Task details: Write out the complete material exactly as it stands.

Stored data entries
################

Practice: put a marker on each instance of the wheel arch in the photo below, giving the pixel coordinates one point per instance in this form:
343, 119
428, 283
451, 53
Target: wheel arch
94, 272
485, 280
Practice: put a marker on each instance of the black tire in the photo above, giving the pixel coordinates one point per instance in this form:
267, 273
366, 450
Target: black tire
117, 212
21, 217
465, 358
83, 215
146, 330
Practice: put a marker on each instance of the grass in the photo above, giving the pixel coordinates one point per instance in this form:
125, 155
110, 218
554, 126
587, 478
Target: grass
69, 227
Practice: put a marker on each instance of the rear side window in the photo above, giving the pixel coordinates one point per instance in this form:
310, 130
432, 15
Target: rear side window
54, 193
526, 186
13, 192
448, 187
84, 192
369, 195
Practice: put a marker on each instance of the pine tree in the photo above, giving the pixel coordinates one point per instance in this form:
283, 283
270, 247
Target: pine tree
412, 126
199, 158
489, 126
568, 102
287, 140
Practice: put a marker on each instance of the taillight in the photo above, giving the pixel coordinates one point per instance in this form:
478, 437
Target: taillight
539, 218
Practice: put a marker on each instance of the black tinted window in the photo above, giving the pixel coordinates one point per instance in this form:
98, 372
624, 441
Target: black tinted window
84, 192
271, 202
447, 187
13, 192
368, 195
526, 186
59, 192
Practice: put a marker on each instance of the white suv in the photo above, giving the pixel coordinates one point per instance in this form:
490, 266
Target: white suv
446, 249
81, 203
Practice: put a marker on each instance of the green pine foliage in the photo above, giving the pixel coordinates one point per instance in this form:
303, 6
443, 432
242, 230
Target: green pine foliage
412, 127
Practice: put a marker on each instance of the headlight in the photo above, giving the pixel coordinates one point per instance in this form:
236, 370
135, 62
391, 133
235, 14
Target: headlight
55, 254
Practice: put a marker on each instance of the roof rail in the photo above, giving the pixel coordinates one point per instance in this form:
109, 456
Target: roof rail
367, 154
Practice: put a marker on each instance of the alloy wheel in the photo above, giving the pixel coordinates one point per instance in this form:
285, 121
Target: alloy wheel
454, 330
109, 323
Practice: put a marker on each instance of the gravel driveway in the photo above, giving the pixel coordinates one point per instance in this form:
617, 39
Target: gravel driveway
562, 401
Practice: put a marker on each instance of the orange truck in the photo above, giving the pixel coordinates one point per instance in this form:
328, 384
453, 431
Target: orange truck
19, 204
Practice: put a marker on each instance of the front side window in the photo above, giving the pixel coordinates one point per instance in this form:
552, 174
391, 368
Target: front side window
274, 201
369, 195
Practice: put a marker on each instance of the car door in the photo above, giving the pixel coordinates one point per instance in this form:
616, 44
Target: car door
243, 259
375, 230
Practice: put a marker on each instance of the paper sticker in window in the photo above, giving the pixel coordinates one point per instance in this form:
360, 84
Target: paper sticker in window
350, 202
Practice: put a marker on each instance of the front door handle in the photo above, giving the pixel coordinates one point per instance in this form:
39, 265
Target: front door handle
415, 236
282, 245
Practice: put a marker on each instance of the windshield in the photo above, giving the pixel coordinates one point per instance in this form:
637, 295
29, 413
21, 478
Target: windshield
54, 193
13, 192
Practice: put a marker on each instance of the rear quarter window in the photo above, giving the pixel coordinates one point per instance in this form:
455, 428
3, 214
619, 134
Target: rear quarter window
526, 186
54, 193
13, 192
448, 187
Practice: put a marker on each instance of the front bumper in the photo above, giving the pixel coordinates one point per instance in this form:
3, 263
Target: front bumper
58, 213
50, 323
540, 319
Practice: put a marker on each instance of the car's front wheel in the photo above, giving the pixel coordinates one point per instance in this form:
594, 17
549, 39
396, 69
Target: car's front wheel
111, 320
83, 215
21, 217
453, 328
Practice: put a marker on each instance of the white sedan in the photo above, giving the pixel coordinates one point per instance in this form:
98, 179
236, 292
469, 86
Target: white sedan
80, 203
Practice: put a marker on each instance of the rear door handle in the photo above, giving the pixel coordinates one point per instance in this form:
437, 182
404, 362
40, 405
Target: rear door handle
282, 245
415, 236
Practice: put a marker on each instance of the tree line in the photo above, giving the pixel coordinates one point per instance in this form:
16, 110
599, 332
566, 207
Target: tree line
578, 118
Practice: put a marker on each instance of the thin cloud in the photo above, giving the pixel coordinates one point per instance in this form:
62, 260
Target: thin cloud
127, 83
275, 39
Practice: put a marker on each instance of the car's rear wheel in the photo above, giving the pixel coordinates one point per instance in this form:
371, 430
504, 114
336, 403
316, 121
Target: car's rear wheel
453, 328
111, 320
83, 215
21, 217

################

Correct answer:
Practice: put a marker on each instance of the wheel arch in the photo below, giving the pixel coordinates one point per instance in this form:
343, 119
428, 283
451, 53
Target: wheel arch
94, 272
485, 280
Practice: put a marker on each instance of the black tire in the photo above, giving the pixel coordinates one point per instance in this form:
267, 273
366, 450
Target: black tire
117, 212
21, 217
465, 358
83, 215
146, 330
Practice: put a marker on each instance of the grass in the photo above, giving the pixel coordinates one point per instance in this form:
125, 155
110, 218
554, 126
587, 478
Target: grass
69, 227
Practice: put a marker on each instance of the rear side window in the photo above, giving the pixel coordinates one point per instance in this form:
310, 130
432, 15
Target: rear side window
54, 193
526, 186
13, 192
448, 187
84, 192
369, 195
Practice: put a marker on each instance of the pine tree in the photo above, giving the pixel coordinates one point per instance in this form:
283, 283
270, 247
Target: pine tree
412, 126
199, 158
489, 126
568, 102
287, 140
Practice: put a marker on each instance of the taillight in the photo above, giving the pixel coordinates one point per instance in this form:
478, 437
Target: taillight
539, 218
Practice: put a marker on each instance of the black tinted window in the photo above, giving the pixel coordinates one point per instance in this form:
98, 372
624, 441
Target: black tinted window
84, 192
271, 202
447, 187
13, 192
368, 195
526, 186
59, 192
Practice: put a marker on each instance of the white suv in the photo above, giving the pixel coordinates one point per instance in this form:
490, 266
Target: white suv
446, 249
81, 203
Practice: put a marker on each instance of the green pine foliage in the photo above, giving the pixel coordinates one point per instance in this form:
303, 6
443, 432
242, 230
Target: green pine foliage
412, 127
Practice: put a marker on each instance of the headlight in the photo above, giving the pixel coordinates one point per instance in this form:
236, 370
135, 62
391, 133
235, 14
Target: headlight
55, 254
Practice: put a marker on each instance of the roof rail in the photo above, giving the pixel coordinates one point per instance in this form:
109, 456
Target: roof rail
367, 154
Practice: put a marker on each instance of the alloy wheel in the photo above, giving the pixel coordinates one point per instance in this form:
285, 121
Target: alloy wheel
454, 330
109, 323
Practice: put a marker on each instance of the gravel driveway in the photo above, giving the pixel coordinates one point per instance in this form:
617, 39
Target: gravel driveway
562, 401
Practice: put a marker on each instance of the orange truck in the photo above, giving the pixel coordinates one point per instance in this form:
328, 384
453, 431
Target: orange truck
19, 204
Practice: put a marker on each instance of the front side window in the photo above, giving the pixel coordinates one point per instance in this form:
552, 174
391, 368
Target: front side window
274, 201
369, 195
Practice: put a marker on each instance of the car door in the photo above, giving the pixel coordinates one point per instance in this form:
616, 44
Target: car door
243, 259
375, 230
Practice: put a marker on each instance of the paper sticker in window in the photo above, giving the pixel coordinates one point per instance in this form:
360, 84
Target: paper sticker in window
350, 202
Practice: put a marker on each instance of the front door handle in the photo above, giving the pixel coordinates one point per instance in this form:
39, 265
Target: front door handle
415, 236
282, 245
Practice: put a marker on each instance of the windshield in the photo above, giving the pixel coordinates one point per instance in this form:
637, 295
29, 413
21, 478
Target: windshield
54, 193
13, 192
Practice: put a marker on each instance of the rear quarter window in the photo above, giving the pixel coordinates one point per instance in this form:
455, 428
3, 214
619, 134
Target: rear quarter window
526, 186
54, 193
13, 192
448, 187
Practice: put a marker on each instance of the front bumper in the photo above, giving the pixel coordinates one point per instance in this form:
3, 263
Target: front bumper
58, 213
50, 323
540, 319
Practice: put a marker on each instance of the car's front wheel in the photo above, giving the pixel coordinates one point per instance in this form:
594, 17
549, 39
396, 69
Target: car's front wheel
111, 320
83, 215
21, 217
453, 328
Practice: put a marker on each instance of the white sedan in the photo above, giving the pixel coordinates one point per instance in this form:
98, 179
236, 292
469, 86
Target: white sedan
80, 203
Practice: put a marker on each instance of the rear door handle in the photo above, giving the pixel coordinates one point per instance in this form:
437, 182
404, 362
40, 405
Target: rear door handle
282, 245
415, 236
Practice: put a marker on each instance of the tree line in the photo above, giving the pixel coordinates one point per instance in this form:
16, 110
599, 332
566, 207
Target: tree line
578, 118
Practice: put a marker on each instance of the thin cloud in the photo above, giving the pixel coordinates one point per instance in this form:
62, 260
Target: thin cloud
127, 83
275, 39
Practice: put a marker on each instance of the car's rear wheel in the photo above, giving the pixel coordinates one point per instance in this form:
371, 430
504, 114
336, 403
316, 121
Target: car's rear wheel
453, 328
111, 320
83, 215
21, 217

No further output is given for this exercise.